**Stated goal**
Rescale the lines starting at the one containing "line, e.g. (443,348)." and ending at the last line of the records, writing them all out again with requests included, and multiply each answer coordinate by 0.2, rounding to whole numbers with halves going up. Keep the numbers in the requests and their sample pairs unchanged.

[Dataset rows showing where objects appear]
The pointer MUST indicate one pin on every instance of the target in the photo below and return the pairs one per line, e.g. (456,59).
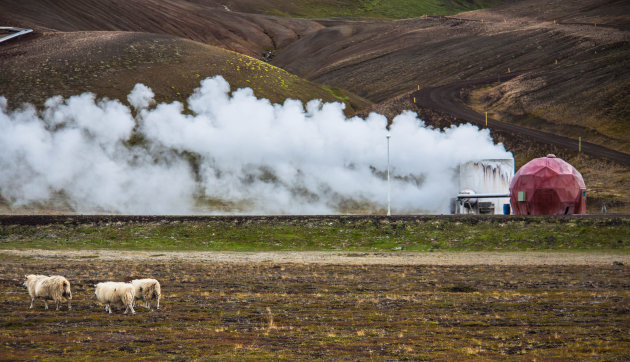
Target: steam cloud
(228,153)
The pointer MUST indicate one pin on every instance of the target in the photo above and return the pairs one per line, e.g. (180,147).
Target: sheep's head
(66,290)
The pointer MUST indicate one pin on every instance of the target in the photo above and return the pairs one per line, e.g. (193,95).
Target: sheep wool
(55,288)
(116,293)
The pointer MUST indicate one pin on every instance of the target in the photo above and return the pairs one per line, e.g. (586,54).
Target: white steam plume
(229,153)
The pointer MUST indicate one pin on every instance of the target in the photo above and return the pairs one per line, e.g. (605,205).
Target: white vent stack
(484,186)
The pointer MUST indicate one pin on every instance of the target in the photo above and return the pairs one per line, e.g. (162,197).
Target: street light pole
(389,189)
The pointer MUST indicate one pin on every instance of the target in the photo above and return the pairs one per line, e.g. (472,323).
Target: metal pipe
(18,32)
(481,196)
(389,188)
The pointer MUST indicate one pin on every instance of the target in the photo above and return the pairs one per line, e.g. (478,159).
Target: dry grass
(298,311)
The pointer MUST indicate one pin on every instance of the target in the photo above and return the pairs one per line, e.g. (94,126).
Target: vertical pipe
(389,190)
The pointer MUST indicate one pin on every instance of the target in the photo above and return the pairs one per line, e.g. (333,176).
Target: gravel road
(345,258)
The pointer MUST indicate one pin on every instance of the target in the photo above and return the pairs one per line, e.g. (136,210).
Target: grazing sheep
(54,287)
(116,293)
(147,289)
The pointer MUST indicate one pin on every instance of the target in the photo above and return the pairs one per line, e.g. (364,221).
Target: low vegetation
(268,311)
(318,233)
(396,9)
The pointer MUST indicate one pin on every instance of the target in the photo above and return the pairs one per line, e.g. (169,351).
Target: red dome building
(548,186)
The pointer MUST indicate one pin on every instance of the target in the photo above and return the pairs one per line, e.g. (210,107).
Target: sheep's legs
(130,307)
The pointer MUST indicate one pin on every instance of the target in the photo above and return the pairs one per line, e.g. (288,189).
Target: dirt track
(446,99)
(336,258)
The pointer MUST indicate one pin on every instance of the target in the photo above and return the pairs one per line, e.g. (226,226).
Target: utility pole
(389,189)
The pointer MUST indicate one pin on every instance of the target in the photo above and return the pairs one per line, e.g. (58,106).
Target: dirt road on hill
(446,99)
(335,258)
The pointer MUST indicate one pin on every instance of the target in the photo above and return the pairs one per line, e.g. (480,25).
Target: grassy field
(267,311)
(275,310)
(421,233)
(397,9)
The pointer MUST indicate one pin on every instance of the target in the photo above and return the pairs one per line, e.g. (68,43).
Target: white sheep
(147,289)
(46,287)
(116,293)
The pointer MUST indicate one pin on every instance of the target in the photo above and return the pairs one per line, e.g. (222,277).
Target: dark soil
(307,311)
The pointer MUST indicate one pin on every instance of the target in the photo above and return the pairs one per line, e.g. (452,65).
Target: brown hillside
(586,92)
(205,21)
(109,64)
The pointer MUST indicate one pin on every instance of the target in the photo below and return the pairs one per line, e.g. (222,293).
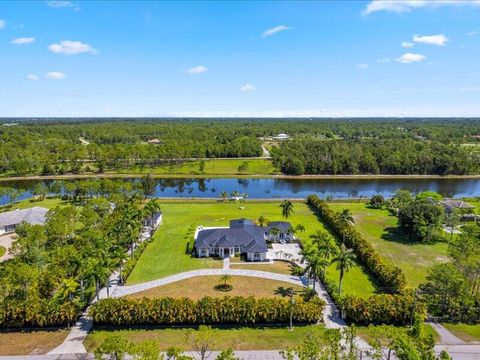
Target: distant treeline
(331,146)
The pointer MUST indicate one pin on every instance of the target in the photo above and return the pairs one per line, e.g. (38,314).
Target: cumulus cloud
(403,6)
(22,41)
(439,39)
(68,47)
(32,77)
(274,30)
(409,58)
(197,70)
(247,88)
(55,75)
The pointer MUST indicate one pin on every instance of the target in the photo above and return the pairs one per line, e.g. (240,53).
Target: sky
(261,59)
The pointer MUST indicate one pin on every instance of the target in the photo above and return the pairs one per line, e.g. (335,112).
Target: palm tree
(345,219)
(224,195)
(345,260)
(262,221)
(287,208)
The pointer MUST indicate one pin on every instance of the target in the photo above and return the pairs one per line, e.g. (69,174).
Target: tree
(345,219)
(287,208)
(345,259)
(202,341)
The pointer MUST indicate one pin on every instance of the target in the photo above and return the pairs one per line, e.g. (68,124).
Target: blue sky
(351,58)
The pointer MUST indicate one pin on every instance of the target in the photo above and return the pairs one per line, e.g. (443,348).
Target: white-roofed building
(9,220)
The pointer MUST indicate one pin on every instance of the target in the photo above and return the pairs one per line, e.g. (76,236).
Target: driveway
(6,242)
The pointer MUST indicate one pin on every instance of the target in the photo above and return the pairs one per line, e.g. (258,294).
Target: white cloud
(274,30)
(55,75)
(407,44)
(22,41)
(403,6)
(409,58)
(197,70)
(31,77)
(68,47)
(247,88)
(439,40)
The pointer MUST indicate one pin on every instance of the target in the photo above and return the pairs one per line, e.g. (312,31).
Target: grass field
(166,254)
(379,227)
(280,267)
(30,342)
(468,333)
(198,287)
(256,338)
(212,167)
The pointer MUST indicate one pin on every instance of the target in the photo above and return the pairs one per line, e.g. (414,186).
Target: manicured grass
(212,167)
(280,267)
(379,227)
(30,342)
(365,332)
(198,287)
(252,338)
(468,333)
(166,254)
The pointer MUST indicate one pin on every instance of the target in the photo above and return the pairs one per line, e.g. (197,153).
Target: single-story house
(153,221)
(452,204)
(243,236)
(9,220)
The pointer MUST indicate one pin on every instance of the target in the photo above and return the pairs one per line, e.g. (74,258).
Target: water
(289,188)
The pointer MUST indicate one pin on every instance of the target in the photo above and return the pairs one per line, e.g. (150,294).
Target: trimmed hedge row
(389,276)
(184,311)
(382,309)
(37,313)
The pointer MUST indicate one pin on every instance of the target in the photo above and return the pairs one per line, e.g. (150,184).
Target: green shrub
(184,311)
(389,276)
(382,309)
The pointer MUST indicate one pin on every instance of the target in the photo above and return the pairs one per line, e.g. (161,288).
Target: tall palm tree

**Exercise result**
The pointer MUST indicate one pin on every instance of the target in the photo above and return the pairs one per line, e.g. (443,348).
Target: white-roofed building
(2,44)
The pointer MUST indicate one pin on every instance of the target in the photo above and return the pairs one per line, e.g. (76,236).
Target: driveway
(1,48)
The pointer MUST indicate one pin on every instance of the target in the photo above and return the pairs one per line, e.g. (258,294).
Target: white cloud
(55,6)
(11,15)
(81,9)
(4,8)
(81,1)
(82,12)
(39,14)
(6,15)
(14,9)
(49,18)
(88,8)
The pointer MUST indicate one pin on every instance of the target in the photo above and return the pairs one per line, e.g. (312,31).
Target: grass field
(33,51)
(76,45)
(56,53)
(6,68)
(94,67)
(40,57)
(51,68)
(42,33)
The pointer MUST indicate one pin on every instance of the target in the photo above and return the pairs one per line, e.g. (414,186).
Target: manicured grass
(42,33)
(56,53)
(76,45)
(6,68)
(73,66)
(40,57)
(50,68)
(94,67)
(33,51)
The pointer MUST indicate one pin on every instance of the target in the photo above and return the pairs one per line, e.g. (197,153).
Target: single-story house
(31,44)
(90,41)
(49,47)
(2,44)
The pointer MUST indicate one pin on every instance of the target in the photo above and return the pairs one per line, e.g. (74,258).
Target: water
(58,38)
The pointer MUST indicate one pin on every instance of the target in the photo above and return the pairs one per line, e.g. (150,294).
Target: trimmed hedge row
(78,55)
(37,62)
(76,62)
(7,63)
The pointer MUST indicate one pin on every instance of the target in the photo above and return the pairs one per line, e.g. (150,184).
Target: green shrub
(37,62)
(78,55)
(76,62)
The pointer MUST indicate one pin on every instance of the target in the photo above and return the pairs one per line, e.g. (161,288).
Target: tall palm tree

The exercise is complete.